### ARTICLE
L’identification de Taxila reste l’une des grandes réalisations archéologiques du XIXe siècle. Cette ancienne capitale de Gandhara, un carrefour de cultures et de commerce, a été le sujet de nombreuses recherches, et sa localisation exacte a fait l’objet de débats tout au long des siècles. C’est cependant grâce à des explorations minutieuses et à l’étude des textes anciens que des chercheurs comme Alexander Cunningham ont pu établir une identification précise. Ce dernier, archéologue britannique et premier directeur général du Archaeological Survey of India en 1871, s’est appuyé sur des sources classiques et des témoignages de pèlerins chinois pour localiser la ville.

Le processus de localisation de Taxila par Cunningham est complexe. Dans ses recherches, il a d’abord cru que le site de Manikyala correspondait à la ville antique. Mais après plusieurs campagnes de fouilles dans les années 1860, il a modifié cette hypothèse, identifiant la véritable Taxila dans la région de Shah-dheri, près de Kala-ka-sarai. Cunningham a pris en compte les itinéraires rapportés par les pèlerins chinois Xuanzang et Faxian, qui ont placé Taxila à trois jours de marche de l'Indus, contrairement à la distance erronée mentionnée par Pline l'Ancien, qui fixait la ville à 60 miles romains de Peucolaitis. Cette dernière précision a été cruciale, car elle a permis à Cunningham de reconsidérer les mesures et de découvrir un site plus précis, avec de nombreuses ruines, dont des stupas et des monastères, témoignant de l’importance de Taxila.

Le site de Shah-dheri, avec ses immenses ruines et ses vestiges d’infrastructures religieuses et commerciales, est aujourd’hui considéré comme l'un des lieux les plus importants pour comprendre l'histoire de la région et de l’ancienne Gandhara. Les découvertes réalisées sur ce site ont permis d’affirmer avec plus de certitude que Taxila était un centre d’apprentissage, de culture et de commerce, véritable carrefour entre l’Inde, la Perse et la Grèce.

Il est également essentiel de comprendre que Taxila ne se limitait pas à une seule période historique. Le site a connu de multiples influences et a traversé plusieurs dynamiques politiques. De la domination persane sous Darius Ier à l'influence des royaumes hellénistiques, puis sous l'Empire Maurya et enfin les invasions Kushans, Taxila a toujours été un lieu stratégique, mais aussi un centre intellectuel majeur. Le célèbre collège de Taxila, mentionné dans les textes anciens, attira des étudiants de toute l’Asie. Ce site n’était pas seulement un centre militaire ou économique, mais aussi un centre spirituel, avec de nombreuses écoles bouddhistes et brahmaniques.

### TÂCHE COURTE 1
Sélectionnez chaque ligne des enregistrements qui contient la chaîne « cloud ».
Les enregistrements n'ont aucun lien avec l'article.

### DONNÉES AFFICHÉES
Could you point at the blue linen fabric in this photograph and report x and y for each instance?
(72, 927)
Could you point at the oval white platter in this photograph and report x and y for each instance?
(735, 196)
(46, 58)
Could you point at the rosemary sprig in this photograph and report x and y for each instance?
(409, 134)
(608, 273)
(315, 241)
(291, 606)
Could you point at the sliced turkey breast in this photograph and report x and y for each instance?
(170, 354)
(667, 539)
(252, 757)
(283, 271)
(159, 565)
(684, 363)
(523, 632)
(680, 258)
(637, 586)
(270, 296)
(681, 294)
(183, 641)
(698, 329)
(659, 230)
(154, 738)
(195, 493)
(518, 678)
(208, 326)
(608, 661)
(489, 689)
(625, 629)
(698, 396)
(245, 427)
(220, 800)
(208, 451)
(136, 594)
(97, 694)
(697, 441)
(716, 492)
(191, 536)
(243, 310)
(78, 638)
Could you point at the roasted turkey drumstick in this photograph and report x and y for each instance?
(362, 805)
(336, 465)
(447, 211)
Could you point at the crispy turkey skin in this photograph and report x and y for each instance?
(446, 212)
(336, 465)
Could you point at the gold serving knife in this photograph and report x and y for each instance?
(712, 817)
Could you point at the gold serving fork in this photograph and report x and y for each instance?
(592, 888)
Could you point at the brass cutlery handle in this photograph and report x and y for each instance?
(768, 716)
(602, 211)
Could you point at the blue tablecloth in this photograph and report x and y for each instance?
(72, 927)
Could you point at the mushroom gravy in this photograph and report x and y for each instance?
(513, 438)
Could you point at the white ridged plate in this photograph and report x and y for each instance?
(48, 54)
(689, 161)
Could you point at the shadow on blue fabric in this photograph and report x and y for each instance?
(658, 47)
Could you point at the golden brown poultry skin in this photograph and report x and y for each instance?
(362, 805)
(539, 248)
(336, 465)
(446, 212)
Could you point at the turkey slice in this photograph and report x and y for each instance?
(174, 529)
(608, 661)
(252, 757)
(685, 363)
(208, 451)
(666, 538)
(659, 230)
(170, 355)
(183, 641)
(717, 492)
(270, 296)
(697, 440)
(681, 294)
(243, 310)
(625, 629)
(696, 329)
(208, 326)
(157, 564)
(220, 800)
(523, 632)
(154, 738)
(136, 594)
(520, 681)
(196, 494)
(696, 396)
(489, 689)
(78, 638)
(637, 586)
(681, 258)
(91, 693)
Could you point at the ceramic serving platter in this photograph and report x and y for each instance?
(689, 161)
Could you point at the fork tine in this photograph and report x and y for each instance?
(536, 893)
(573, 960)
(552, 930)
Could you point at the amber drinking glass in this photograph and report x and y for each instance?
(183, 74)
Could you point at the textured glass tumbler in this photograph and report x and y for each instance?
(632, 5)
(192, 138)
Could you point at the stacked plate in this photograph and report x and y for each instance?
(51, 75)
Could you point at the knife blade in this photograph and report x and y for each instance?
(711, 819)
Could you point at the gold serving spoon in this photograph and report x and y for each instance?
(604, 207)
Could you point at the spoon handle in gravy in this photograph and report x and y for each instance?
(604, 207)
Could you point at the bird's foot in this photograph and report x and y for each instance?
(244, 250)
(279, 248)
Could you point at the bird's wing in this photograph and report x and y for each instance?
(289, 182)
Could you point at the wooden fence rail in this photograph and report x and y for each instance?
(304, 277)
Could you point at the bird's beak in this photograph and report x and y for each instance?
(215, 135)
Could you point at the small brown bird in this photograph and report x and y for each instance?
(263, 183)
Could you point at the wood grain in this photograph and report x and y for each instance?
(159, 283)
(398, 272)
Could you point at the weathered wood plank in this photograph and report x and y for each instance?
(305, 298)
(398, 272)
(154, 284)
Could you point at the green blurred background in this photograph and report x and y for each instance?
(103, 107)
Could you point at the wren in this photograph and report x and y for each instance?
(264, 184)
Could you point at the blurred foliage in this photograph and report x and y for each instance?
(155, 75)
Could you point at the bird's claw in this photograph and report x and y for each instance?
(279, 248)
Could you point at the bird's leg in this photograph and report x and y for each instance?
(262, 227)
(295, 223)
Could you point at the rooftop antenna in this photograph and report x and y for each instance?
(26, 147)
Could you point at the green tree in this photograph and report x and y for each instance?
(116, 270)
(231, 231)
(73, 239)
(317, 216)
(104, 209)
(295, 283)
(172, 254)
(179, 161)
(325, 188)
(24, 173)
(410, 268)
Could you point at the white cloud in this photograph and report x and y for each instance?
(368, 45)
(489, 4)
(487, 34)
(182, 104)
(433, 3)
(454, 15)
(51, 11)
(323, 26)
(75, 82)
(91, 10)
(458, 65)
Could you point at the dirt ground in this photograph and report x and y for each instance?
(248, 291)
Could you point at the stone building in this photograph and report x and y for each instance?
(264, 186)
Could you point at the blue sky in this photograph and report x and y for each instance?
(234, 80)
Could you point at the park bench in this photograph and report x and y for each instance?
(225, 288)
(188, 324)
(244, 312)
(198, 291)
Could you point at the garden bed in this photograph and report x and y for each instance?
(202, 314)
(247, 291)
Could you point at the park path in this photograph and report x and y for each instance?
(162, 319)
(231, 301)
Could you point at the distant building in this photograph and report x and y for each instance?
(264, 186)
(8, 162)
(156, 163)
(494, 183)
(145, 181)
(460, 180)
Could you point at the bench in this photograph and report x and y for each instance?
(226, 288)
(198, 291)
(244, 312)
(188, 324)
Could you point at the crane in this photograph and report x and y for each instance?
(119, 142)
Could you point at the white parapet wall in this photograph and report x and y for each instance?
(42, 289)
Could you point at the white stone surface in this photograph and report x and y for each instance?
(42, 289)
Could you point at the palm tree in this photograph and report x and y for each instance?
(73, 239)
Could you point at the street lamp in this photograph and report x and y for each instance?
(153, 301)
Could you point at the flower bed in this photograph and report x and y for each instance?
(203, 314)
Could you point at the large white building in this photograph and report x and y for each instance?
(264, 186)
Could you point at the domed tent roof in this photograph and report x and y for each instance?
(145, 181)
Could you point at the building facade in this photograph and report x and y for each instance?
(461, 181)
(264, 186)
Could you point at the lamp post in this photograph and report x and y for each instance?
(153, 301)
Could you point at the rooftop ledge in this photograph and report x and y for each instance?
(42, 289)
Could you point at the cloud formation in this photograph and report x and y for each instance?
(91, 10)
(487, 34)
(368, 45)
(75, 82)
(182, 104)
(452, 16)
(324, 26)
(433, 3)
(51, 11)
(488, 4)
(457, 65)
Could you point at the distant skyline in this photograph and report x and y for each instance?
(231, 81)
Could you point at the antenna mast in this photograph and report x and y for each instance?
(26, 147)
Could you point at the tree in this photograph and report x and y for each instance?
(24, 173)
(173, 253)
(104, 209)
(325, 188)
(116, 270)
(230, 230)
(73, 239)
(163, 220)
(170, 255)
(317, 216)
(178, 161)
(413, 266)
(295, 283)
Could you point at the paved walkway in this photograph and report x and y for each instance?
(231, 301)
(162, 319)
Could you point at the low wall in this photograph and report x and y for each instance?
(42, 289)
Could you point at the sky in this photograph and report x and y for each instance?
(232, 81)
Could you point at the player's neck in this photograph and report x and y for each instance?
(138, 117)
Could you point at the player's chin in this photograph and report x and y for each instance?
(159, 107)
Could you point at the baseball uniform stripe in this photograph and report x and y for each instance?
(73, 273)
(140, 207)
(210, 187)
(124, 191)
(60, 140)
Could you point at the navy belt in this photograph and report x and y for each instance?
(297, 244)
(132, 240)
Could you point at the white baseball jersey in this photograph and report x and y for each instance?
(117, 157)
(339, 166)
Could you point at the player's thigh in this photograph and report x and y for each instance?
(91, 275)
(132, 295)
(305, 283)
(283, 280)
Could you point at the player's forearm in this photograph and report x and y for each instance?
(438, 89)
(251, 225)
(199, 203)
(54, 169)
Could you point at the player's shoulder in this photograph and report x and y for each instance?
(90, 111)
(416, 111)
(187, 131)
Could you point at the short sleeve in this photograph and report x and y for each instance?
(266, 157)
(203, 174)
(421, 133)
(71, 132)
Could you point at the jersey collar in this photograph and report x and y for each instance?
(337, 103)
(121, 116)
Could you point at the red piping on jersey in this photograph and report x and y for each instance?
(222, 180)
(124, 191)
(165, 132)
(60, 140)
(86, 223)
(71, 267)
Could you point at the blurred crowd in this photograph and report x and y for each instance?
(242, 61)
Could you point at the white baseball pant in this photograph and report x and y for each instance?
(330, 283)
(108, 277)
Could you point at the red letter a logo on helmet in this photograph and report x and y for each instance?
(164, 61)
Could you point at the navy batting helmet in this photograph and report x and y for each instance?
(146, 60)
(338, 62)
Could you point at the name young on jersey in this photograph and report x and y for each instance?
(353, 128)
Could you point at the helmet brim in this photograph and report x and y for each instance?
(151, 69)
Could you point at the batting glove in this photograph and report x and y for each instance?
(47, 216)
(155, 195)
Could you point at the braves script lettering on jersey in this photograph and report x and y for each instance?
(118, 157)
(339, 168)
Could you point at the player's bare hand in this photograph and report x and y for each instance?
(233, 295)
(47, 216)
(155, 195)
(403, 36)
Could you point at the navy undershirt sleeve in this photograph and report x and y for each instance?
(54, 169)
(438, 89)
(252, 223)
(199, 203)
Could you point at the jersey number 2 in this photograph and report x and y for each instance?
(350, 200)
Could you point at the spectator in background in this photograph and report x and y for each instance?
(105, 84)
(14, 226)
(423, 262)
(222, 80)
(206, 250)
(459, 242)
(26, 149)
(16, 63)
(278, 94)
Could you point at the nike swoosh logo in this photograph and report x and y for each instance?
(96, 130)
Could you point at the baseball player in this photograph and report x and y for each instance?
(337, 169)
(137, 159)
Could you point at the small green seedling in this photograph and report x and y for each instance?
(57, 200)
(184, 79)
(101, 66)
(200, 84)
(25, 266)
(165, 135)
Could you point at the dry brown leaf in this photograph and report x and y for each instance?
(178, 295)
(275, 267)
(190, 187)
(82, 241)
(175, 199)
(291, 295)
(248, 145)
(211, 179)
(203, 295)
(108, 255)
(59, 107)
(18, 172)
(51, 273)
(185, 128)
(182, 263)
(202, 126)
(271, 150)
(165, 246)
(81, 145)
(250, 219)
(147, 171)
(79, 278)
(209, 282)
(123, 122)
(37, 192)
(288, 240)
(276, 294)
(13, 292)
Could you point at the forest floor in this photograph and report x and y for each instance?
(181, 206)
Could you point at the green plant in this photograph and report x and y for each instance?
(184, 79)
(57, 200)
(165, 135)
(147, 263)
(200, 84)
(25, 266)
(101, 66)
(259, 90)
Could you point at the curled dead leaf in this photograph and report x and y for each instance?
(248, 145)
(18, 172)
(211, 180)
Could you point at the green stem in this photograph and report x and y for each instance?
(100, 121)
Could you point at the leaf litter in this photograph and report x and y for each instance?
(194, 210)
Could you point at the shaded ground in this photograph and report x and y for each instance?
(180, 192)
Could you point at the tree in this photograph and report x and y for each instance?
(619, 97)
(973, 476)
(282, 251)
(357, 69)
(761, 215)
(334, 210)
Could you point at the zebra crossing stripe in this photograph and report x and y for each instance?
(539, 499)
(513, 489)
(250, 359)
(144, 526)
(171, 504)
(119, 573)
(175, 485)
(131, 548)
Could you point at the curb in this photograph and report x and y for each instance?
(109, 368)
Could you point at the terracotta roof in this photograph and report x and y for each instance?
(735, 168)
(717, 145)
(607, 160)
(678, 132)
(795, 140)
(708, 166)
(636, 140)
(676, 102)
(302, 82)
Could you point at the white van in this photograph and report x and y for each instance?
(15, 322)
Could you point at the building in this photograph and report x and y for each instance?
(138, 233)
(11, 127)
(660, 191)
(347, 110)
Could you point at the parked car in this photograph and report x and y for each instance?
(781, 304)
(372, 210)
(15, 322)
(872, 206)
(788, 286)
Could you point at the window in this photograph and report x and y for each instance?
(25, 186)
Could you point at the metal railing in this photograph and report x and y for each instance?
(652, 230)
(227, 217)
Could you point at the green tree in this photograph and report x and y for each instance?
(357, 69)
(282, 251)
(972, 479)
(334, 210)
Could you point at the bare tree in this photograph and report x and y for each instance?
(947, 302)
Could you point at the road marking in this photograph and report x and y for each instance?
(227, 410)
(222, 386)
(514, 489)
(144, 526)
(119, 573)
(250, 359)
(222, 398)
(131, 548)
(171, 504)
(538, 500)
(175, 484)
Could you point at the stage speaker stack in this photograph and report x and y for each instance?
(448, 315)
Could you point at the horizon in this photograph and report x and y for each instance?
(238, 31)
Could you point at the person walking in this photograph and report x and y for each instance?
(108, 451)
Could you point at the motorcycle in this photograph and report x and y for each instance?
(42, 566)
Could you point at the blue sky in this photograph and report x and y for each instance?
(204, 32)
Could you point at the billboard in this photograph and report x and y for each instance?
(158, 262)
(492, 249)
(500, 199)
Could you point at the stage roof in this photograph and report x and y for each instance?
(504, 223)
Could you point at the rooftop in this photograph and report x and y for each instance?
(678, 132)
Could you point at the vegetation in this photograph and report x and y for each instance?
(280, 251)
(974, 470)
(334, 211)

### TÂCHE COURTE 2
Relevez toutes les personnes nommées dans l'article sur Taxila.

### SOLUTION DÉTAILLÉE 1
Could you point at the white cloud in this photograph and report x and y for each instance?
Could you point at the cloud formation in this photograph and report x and y for each instance?

### SOLUTION DÉTAILLÉE 2
- Alexander Cunningham
- Xuanzang
- Faxian
- Pline l'Ancien
- Darius Ier